# Tasks and exercises
1. In the boat forum thread, what does BassFlats say chase tubes are?
2. List every username that appears as a post header in the boat forum thread.
3. Pick up the boat forum thread where it stops and keep it going.

>> BEGIN Document excerpt

Kinda looks like under my floor. Mine did not have much room for a whole lot of foam. Should be easy to redo at least. I did not put foam under my floor and everyone on here had a heart attack so put it in unless you want a bunch of sh!t.


----------



## Kowalski (Jul 25, 2018)

"Kinda looks like under my floor. Mine did not have much room for a whole lot of foam. Should be easy to redo at least. I did not put foam under my floor and everyone on here had a heart attack so put it in unless you want a bunch of sh!t." 

Ha Ha Ha message boards can be brutal


----------



## ChristianBrat (Jan 6, 2020)

Adam89 said:


> Sooo there wasn’t foam under my flooring. Would y’all suggest putting foam down?


I would put foam in. It's cheap insurance. Just make sure you put chase tubes in first


----------



## Adam89 (Nov 12, 2019)

ChristianBrat said:


> I would put foam in. It's cheap insurance. Just make sure you put chase tubes in first


Chase tubes???


----------



## BassFlats (Nov 26, 2018)

Conduits for wires/cables or for draining water


----------



## Adam89 (Nov 12, 2019)

BassFlats said:


> Conduits for wires/cables or for draining water


How do y’all decide where to come up with the conduit? I mean I have a good idea where my grab bar will go but it would have to be exact since I want to hide the wires as much as possible


----------



## yobata (Jul 14, 2015)

Adam89 said:


> How do y’all decide where to come up with the conduit? I mean I have a good idea where my grab bar will go but it would have to be exact since I want to hide the wires as much as possible


Put a sheet of plywood in boat, stand in boat on top of plywood, place your hand where you think the most comfortable place for the grab bar will be (It helps to have the grab bar already for this step). Mark the location and set your conduit there...


----------



## Adam89 (Nov 12, 2019)

All of the inside is cut out. The grab bar should be done by next weekend. I’m going to start glassing the whole inside for structural integrity. I have a good idea for my layout. Front deck will be 5ft long and back deck will be 3ft long


----------



## GoGataGo52__20 (Jun 26, 2016)

>> END Document excerpt
>> BEGIN Available data

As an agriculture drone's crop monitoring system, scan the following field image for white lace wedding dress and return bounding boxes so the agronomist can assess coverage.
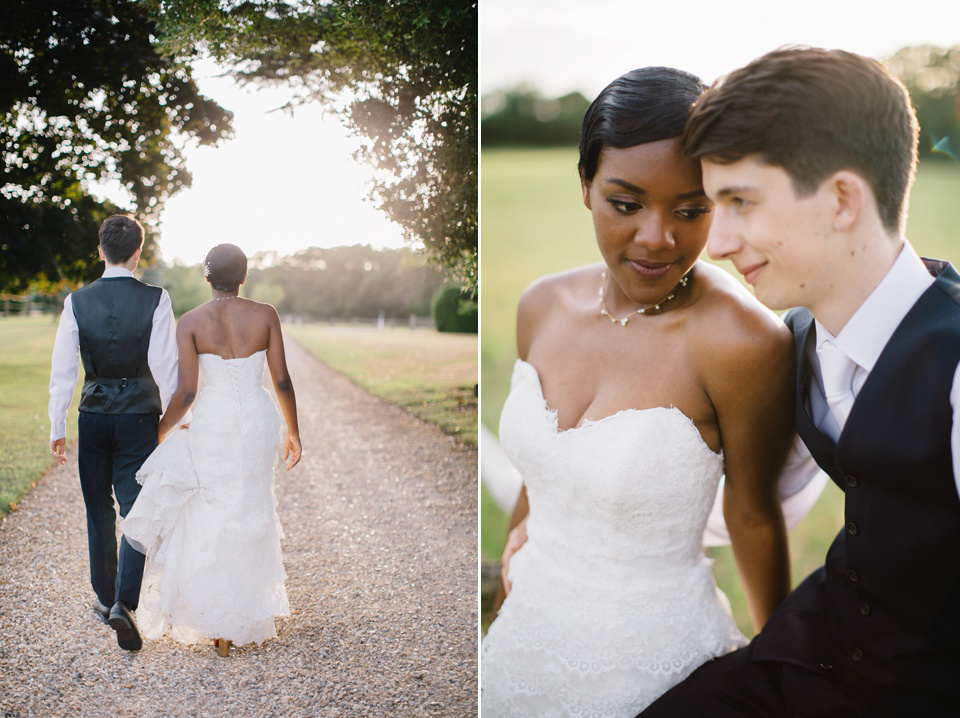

>> END Available data

# Exercise answers
1. Conduits for wires/cables or for draining water.

2. Kowalski, ChristianBrat, Adam89, BassFlats, yobata, GoGataGo52__20

3.
Lookin good man, now it's ready to rebuild.


----------



## Adam89 (Nov 12, 2019)

GoGataGo52__20 said:


> Lookin good man, now it's ready to rebuild.


Heck yes! Now the fun part!


----------



## Adam89 (Nov 12, 2019)

Got the front bulkhead cut out. Working on the rear now. Getting these angles right is harder than I imagined it would be haha


----------



## Adam89 (Nov 12, 2019)

Got my bulkheads and stringers cut and put resin on them. Drying over night and then glassing in hopefully in the next few days


----------



## GaG8tor (Jul 8, 2019)

Wow man. You are really moving along


----------



## Adam89 (Nov 12, 2019)

GaG8tor said:


> Wow man. You are really moving along


I’m definitely trying. I only get about one day a week to work on it though. Hoping to be done within two months


----------



## Adam89 (Nov 12, 2019)

Got my bulkheads and stringer glued in. I’ll resin and glass them in next weekend.


----------



## Adam89 (Nov 12, 2019)

Got the deck supports glued in. I’ll glass them in along with the bulkheads and stringers


----------



## Adam89 (Nov 12, 2019)

Got my bulkhead corners smoothed in with glassed bondo, floor template made, floor cut out and bottom of floor resined. I’m hoping to have the floor glued and glassed in this weekend!!!


----------



## GoGataGo52__20 (Jun 26, 2016)

lookin good man!


----------



## Adam89 (Nov 12, 2019)

Got the front and back deck supports glued in. Can’t really do anything else until the weather warms up bc I need to resin things in


----------



## Adam89 (Nov 12, 2019)

All I got done this weekend. Should have the floor glued and glassed this week sometime


----------



## PG350 (Jan 19, 2012)

I finally got smart again and covered boat and put a heater inside so I can epoxy some stuff. Inside the boat is 85, outside its 50. Just an idea for next cold spell


----------



## Adam89 (Nov 12, 2019)

PG350 said:


> I finally got smart again and covered boat and put a heater inside so I can epoxy some stuff. Inside the boat is 85, outside its 50. Just an idea for next cold spell


I may just have to do that!


----------



## Adam89 (Nov 12, 2019)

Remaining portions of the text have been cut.